ASSIGNMENT: Only one span of the listing below should come back. It runs from the line with "Target: river" through the line with "Target: dark cloud", and each of its lines must be reproduced exactly.

SUPPLIED MATERIAL:
◆ ◆ ◆ ◆

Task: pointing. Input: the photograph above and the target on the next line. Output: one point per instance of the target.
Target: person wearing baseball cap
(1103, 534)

◆ ◆ ◆ ◆

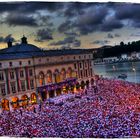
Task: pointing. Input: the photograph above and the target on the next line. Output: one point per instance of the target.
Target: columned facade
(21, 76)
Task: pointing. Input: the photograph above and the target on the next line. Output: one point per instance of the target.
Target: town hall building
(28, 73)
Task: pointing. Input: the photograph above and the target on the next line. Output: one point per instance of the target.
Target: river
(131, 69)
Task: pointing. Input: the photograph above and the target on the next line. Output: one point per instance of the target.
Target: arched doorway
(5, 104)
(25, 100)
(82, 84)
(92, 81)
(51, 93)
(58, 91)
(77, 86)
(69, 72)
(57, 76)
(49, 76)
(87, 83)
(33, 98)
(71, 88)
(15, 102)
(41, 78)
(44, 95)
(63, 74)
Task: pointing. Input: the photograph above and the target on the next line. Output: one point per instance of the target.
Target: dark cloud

◆ ◆ ◆ ◆

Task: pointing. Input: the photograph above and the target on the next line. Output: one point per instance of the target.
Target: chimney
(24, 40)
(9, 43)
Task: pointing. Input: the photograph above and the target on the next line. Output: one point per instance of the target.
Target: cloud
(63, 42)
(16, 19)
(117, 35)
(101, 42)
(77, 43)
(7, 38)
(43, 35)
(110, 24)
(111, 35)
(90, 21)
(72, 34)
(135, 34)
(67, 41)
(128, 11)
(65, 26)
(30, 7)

◆ ◆ ◆ ◆

REPLY TO THE TASK:
Target: river
(131, 69)
Task: pointing. Input: the photograph above and the target on the next line. Output: one point per instance of the target.
Target: arched doorway
(5, 104)
(25, 100)
(82, 84)
(92, 81)
(51, 93)
(58, 91)
(77, 86)
(69, 72)
(57, 76)
(49, 76)
(87, 83)
(33, 98)
(71, 88)
(15, 102)
(41, 78)
(44, 95)
(63, 74)
Task: pointing. Input: the photograph above and the target on the next line. Output: one point per instance of the target.
Target: dark cloud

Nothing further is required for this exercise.